Data>
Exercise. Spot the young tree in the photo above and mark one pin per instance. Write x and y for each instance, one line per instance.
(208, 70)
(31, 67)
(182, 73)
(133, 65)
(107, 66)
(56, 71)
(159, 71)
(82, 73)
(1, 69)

Exercise details> Transcribe the full listing, matching it exactly.

Completed task>
Exercise. Spot the young tree in the photo above and mark one pin per instance. Write x and y for each instance, one line per instance.
(208, 70)
(31, 67)
(182, 73)
(133, 65)
(107, 66)
(56, 71)
(159, 71)
(82, 73)
(1, 69)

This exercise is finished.